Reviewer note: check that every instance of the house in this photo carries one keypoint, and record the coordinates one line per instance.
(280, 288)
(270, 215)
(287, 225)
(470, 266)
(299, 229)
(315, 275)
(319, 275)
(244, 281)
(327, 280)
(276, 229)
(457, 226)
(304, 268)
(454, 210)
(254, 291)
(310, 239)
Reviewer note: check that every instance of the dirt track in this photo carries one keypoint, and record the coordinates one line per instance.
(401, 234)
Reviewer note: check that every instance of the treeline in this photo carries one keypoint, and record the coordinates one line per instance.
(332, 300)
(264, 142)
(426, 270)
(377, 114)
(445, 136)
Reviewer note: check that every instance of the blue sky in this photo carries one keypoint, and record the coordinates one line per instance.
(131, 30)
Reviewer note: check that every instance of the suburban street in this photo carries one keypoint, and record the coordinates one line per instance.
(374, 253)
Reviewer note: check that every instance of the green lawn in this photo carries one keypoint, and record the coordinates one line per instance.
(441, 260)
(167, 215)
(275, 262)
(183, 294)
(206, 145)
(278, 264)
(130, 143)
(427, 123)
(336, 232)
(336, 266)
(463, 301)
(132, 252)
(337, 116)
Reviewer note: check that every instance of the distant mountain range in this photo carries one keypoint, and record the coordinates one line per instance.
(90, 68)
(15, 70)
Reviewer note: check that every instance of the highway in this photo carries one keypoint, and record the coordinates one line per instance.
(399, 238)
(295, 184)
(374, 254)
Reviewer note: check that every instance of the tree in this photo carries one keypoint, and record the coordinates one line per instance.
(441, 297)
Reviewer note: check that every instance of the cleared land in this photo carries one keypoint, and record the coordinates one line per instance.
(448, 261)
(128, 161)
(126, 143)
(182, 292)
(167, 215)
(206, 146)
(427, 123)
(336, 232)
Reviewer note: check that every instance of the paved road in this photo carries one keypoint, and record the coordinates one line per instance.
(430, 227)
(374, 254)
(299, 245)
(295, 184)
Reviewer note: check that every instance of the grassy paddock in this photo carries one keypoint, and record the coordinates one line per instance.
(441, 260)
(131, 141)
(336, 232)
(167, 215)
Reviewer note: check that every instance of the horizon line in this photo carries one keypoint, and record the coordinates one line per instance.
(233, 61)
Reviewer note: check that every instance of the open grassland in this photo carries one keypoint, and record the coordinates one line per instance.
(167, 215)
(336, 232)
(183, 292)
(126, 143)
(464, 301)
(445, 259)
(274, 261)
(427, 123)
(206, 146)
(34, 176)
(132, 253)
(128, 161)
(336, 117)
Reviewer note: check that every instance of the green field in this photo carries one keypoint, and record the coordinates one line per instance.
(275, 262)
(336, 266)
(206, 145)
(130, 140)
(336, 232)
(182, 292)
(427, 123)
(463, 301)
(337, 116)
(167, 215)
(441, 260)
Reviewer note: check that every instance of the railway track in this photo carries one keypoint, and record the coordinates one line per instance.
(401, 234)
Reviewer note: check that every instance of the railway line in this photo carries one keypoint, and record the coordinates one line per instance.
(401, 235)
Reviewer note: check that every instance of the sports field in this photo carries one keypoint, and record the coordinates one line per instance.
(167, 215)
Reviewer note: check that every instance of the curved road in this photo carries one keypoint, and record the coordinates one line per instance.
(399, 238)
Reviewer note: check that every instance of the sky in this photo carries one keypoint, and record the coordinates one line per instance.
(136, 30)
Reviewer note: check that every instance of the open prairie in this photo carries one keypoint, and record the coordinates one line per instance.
----
• [Given task]:
Copy every row above word for word, keeping the lines in their original order.

• [Complete response]:
Reviewer note: check that every instance of the house in this photo carries one keypoint, and record the coordinates one line per instance.
(280, 288)
(270, 215)
(287, 225)
(470, 266)
(299, 229)
(315, 275)
(319, 275)
(244, 281)
(327, 280)
(276, 229)
(457, 226)
(304, 268)
(454, 210)
(254, 291)
(310, 239)
Reviewer note: check that every instance of the dirt track in this photo carries one keypoint, and record the coordinates one line per instance.
(401, 234)
Reviewer note: check that every instance of the treeline in this photo carries one keypoint, and record the coordinates one line per instance.
(332, 300)
(264, 142)
(426, 270)
(377, 114)
(445, 136)
Reviewer note: check that every instance of the blue sky in this photo carries one keypoint, and record the coordinates one line per instance.
(131, 30)
Reviewer note: check that every instance of the suburban street in this photo carries one keypoint, and record the coordinates one line per instance.
(374, 253)
Reviewer note: check that every instance of the green lawn in this photo carries one keypoint, and record the coordinates one line per instance.
(441, 260)
(167, 215)
(275, 262)
(183, 294)
(206, 145)
(278, 264)
(130, 143)
(427, 123)
(336, 232)
(336, 266)
(463, 301)
(132, 252)
(337, 116)
Reviewer note: check that every instance of the distant mountain range in this photo carries one keypoint, and record the coordinates one line per instance.
(90, 68)
(15, 70)
Reviewer note: check that every instance of the highway in this photo carries one keypoint, and record the coordinates one line per instance.
(399, 238)
(295, 184)
(374, 254)
Reviewer note: check that every instance of the tree in this photo carries one keypoint, and record the coordinates one line per instance.
(441, 297)
Reviewer note: check that every instance of the cleared land in this photo carries one keypoint, and record the coordinates one line per instance.
(448, 261)
(128, 161)
(126, 143)
(182, 292)
(167, 215)
(206, 146)
(427, 123)
(336, 232)
Reviewer note: check that every instance of the paved road in this photo carries one keypoint, and record the coordinates one line per instance.
(430, 227)
(374, 254)
(299, 245)
(295, 184)
Reviewer note: check that every instance of the grassy paddock in this photo carries one keypoint, and record the coordinates one line per instance.
(441, 260)
(131, 141)
(336, 232)
(167, 215)
Reviewer note: check that every instance of the horizon line in this photo carries one keypoint, and record the coordinates one line per instance.
(233, 61)
Reviewer note: check that every instance of the open grassland in this photo carries one keypoint, and record the coordinates one line per instance.
(167, 215)
(336, 232)
(183, 292)
(126, 143)
(464, 301)
(445, 259)
(274, 261)
(427, 123)
(206, 146)
(34, 176)
(132, 253)
(128, 161)
(336, 117)
Reviewer note: check that every instance of the green field in this photo carries one keypoint, and record the coordinates one line per instance.
(275, 262)
(336, 266)
(206, 145)
(130, 140)
(336, 232)
(182, 292)
(427, 123)
(463, 301)
(337, 116)
(167, 215)
(441, 260)
Reviewer note: check that every instance of the railway track in this photo carries one keypoint, and record the coordinates one line per instance.
(401, 234)
Reviewer note: check that every instance of the railway line in this photo carries one keypoint, and record the coordinates one line per instance.
(401, 235)
Reviewer note: check that every instance of the sports field in this photo carries one keypoint, and record the coordinates one line per instance.
(167, 215)
Reviewer note: check that every instance of the curved road in this photo carries one keypoint, and record the coordinates one line per instance.
(399, 238)
Reviewer note: check that every instance of the sky in this photo carries one keypoint, and record the coordinates one line per instance.
(136, 30)
Reviewer note: check that every instance of the open prairie in this photo carries one keypoint, and record the coordinates one line per instance.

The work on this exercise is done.